Exercise brief: Please repeat the data in full, character for character.

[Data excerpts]
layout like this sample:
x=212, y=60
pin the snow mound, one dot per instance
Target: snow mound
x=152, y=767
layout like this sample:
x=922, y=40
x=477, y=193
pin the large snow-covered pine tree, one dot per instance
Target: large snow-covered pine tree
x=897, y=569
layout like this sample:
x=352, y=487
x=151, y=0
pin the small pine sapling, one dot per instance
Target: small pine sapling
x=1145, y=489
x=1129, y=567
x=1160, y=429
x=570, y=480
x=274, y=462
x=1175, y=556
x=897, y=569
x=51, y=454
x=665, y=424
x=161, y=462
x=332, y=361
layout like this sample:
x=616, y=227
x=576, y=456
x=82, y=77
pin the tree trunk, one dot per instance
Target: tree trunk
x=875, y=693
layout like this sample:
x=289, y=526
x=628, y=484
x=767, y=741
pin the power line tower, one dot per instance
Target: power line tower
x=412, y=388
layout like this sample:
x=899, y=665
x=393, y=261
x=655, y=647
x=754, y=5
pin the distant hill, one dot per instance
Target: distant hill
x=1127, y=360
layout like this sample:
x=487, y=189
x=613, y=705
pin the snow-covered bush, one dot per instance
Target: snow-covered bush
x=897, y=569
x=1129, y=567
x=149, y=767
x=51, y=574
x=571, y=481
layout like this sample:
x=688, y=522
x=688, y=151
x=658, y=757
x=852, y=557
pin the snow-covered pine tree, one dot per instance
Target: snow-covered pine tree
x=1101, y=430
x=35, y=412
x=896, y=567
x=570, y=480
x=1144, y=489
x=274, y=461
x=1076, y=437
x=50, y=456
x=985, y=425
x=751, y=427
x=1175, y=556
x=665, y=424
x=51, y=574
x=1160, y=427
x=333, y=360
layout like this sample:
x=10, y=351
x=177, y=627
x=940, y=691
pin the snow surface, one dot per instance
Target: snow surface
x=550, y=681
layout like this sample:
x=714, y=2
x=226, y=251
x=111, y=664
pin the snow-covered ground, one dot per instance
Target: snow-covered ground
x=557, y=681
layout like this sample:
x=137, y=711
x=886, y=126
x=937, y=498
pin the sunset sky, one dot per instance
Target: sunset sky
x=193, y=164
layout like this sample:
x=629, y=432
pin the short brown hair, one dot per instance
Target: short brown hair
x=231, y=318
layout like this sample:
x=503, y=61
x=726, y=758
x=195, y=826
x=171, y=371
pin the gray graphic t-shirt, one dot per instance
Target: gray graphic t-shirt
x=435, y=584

Task output:
layout like this sample:
x=212, y=60
pin the snow mound, one dot per instance
Target: snow mound
x=152, y=767
layout like this sample:
x=922, y=40
x=477, y=193
pin the large snow-covered pine tree, one dot per instance
Target: large snow-covered pine tree
x=897, y=569
layout like this sample:
x=352, y=487
x=151, y=0
pin the small pine sapling, one dot per instance
Target: small pine sapling
x=1145, y=489
x=1129, y=567
x=1160, y=429
x=570, y=480
x=274, y=462
x=1175, y=556
x=897, y=569
x=51, y=454
x=665, y=424
x=161, y=462
x=332, y=361
layout like this sample:
x=616, y=227
x=576, y=456
x=82, y=77
pin the tree trunk, one dot per instance
Target: tree trunk
x=875, y=693
layout like this sample:
x=289, y=526
x=628, y=484
x=767, y=741
pin the power line tower, one dot per instance
Target: power line tower
x=412, y=388
layout like this sample:
x=899, y=665
x=393, y=261
x=655, y=647
x=754, y=5
pin the distant hill, one dot per instance
Target: distant hill
x=1127, y=360
layout like this sample:
x=487, y=189
x=613, y=705
pin the snow-covered bush, one dot per instance
Target: snow-covered bush
x=897, y=569
x=1129, y=567
x=149, y=767
x=51, y=574
x=571, y=481
layout like this sample:
x=688, y=522
x=688, y=151
x=658, y=757
x=852, y=557
pin the snow-covered pine tree, one dot per instance
Target: snow-covered pine tree
x=1101, y=430
x=35, y=412
x=896, y=567
x=570, y=480
x=1144, y=489
x=274, y=461
x=1076, y=437
x=50, y=456
x=985, y=425
x=751, y=427
x=1175, y=556
x=665, y=424
x=51, y=574
x=1160, y=427
x=333, y=360
layout like this sample:
x=10, y=351
x=177, y=627
x=940, y=691
pin the snow surface, one dot per instance
Target: snow surface
x=550, y=681
layout like this sample:
x=714, y=2
x=226, y=251
x=111, y=664
pin the snow-covered ground, one dot per instance
Target: snow-covered ground
x=557, y=681
layout like this sample:
x=137, y=711
x=886, y=126
x=937, y=498
pin the sunset sky, one dot per instance
Target: sunset sky
x=193, y=164
layout like this sample:
x=629, y=432
pin the short brown hair, one dot per instance
Target: short brown hair
x=231, y=318
layout like this sample:
x=503, y=61
x=726, y=758
x=195, y=826
x=171, y=371
pin the gray graphic t-shirt, one dot per instance
Target: gray graphic t-shirt
x=435, y=584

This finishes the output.